_TASK STATEMENT_
Output range, inclusive: from the line containing "In the photo above, where can the acoustic" to the line containing "In the photo above, where can the fret". Restate those lines from the data below word for word and only those.

:: DATA FOR THIS EXERCISE

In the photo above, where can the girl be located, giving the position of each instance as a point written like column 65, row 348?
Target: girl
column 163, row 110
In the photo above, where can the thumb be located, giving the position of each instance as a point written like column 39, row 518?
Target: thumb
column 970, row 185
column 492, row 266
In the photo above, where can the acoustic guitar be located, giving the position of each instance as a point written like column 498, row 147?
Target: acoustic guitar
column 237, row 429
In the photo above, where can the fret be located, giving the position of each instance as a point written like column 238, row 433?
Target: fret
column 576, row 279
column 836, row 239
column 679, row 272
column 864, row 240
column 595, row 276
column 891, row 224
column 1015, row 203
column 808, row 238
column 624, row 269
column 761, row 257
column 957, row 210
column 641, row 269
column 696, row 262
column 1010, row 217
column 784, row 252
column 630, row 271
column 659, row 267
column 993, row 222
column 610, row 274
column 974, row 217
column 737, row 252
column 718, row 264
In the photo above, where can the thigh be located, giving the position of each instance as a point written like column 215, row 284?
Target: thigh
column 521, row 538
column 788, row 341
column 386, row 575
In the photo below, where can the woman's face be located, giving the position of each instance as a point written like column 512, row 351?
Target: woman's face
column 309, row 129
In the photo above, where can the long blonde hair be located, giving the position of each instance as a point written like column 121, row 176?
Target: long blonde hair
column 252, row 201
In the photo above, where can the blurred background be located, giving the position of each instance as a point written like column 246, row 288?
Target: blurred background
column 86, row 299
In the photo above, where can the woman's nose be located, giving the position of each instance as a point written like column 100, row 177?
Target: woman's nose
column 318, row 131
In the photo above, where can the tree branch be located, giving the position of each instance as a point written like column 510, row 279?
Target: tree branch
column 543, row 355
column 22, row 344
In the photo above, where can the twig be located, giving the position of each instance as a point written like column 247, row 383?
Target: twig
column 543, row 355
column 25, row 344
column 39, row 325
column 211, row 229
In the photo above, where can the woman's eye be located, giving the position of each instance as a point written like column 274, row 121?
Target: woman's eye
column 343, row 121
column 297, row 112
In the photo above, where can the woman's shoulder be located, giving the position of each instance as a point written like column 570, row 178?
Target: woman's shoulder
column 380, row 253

::::

_EXERCISE RESPONSE_
In the photo above, where can the acoustic guitar be located, giving the position of each instance as a point written like column 498, row 147?
Target: acoustic guitar
column 237, row 429
In the photo above, where can the fret be located, giving the position of each instance as a point written like column 238, row 433?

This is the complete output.